» Your objective
Copy out the data below with each "photograph" swapped for "image", keeping every other character unchanged.

» Data
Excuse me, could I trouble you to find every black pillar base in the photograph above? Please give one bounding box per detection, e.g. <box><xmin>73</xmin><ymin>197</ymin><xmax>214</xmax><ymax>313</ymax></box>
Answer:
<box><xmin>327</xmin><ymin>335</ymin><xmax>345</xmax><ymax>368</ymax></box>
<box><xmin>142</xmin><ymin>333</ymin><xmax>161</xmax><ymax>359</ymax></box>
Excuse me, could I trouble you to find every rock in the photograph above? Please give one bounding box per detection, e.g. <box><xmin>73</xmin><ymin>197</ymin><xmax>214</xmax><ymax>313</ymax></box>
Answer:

» Answer to the exercise
Excuse me, could I trouble you to find every black pillar base in the image above? Please give one bounding box per detection, e.g. <box><xmin>73</xmin><ymin>197</ymin><xmax>214</xmax><ymax>313</ymax></box>
Answer:
<box><xmin>327</xmin><ymin>335</ymin><xmax>345</xmax><ymax>368</ymax></box>
<box><xmin>142</xmin><ymin>333</ymin><xmax>161</xmax><ymax>359</ymax></box>
Excuse me, could I trouble you to find every rock in the image above? Please give one bounding box per detection, e.g. <box><xmin>73</xmin><ymin>197</ymin><xmax>214</xmax><ymax>313</ymax></box>
Answer:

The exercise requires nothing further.